* **Dataset entries**
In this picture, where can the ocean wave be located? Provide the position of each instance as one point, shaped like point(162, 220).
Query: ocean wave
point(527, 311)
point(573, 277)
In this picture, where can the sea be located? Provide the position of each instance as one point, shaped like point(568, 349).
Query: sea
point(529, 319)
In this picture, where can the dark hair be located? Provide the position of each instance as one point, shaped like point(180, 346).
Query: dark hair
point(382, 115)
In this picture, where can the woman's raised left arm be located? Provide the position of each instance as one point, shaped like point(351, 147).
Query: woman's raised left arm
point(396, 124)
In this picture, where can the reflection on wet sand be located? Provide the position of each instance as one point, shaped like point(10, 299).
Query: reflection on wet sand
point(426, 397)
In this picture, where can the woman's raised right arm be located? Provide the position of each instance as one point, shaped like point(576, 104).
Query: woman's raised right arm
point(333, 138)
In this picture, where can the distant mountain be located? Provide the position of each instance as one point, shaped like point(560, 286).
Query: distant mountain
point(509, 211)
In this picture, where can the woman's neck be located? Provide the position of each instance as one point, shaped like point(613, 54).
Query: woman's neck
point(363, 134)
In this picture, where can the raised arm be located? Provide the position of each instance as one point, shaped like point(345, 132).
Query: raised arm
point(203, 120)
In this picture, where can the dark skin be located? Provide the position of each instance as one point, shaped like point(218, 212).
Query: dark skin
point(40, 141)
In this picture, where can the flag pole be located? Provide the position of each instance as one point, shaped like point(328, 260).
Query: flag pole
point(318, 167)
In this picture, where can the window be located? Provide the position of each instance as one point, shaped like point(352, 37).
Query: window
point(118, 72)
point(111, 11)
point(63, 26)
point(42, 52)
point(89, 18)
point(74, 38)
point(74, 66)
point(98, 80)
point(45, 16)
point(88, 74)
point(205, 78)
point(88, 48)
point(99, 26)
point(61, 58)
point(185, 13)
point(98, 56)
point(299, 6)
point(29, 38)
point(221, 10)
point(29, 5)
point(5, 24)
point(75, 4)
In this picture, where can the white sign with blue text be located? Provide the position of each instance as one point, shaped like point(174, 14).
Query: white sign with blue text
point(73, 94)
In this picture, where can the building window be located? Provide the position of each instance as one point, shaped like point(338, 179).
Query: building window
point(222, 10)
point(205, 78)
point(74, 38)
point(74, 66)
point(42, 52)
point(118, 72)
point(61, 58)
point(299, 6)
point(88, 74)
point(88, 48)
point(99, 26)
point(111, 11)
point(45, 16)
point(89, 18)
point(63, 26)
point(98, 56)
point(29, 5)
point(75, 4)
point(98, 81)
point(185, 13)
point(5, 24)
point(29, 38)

* **Your instructions**
Renumber the entries above as a numbered list with blank lines omitted, starting at the first line and ending with the line that contains "point(318, 167)", inclusive.

* **Task solution**
1. In this picture, where can the ocean wave be located? Provide the position of each instance as one point, shaped like point(162, 220).
2. Query: ocean wave
3. point(527, 311)
4. point(573, 277)
5. In this picture, where can the sea be located? Provide the position of each instance as one point, shaped like point(568, 349).
6. Query: sea
7. point(529, 319)
8. In this picture, where can the dark hair be located? Provide the position of each instance as one point, shaped like point(180, 346).
9. Query: dark hair
10. point(382, 115)
11. In this picture, where can the woman's raised left arm be located? Provide the position of each instance as one point, shaped like point(351, 147).
12. Query: woman's raised left arm
13. point(396, 124)
14. In this picture, where can the reflection on wet sand be located? Provide the position of each instance as one point, shaped like point(10, 299).
15. Query: reflection on wet sand
16. point(426, 397)
17. In this picture, where can the woman's raised right arm be located? Provide the position of each instance as one point, shaped like point(576, 104).
18. Query: woman's raised right arm
19. point(333, 138)
20. In this picture, where can the distant mountain be located? Provide the position of each instance as one point, shaped like point(560, 286).
21. Query: distant mountain
22. point(509, 211)
23. In this picture, where can the woman's neck be located? Provide the position of each instance as one point, shaped like point(613, 54).
24. Query: woman's neck
25. point(363, 134)
26. In this picture, where can the raised arm be located? Provide the position of each instance as one point, shaped like point(345, 132).
27. Query: raised arm
28. point(203, 120)
29. In this picture, where can the dark skin be located? Provide the position of each instance as one point, shaped like point(218, 212).
30. Query: dark skin
31. point(40, 141)
32. In this picture, where can the flag pole be located? Provide the position of each instance as one point, shaped like point(328, 260).
33. Query: flag pole
34. point(318, 167)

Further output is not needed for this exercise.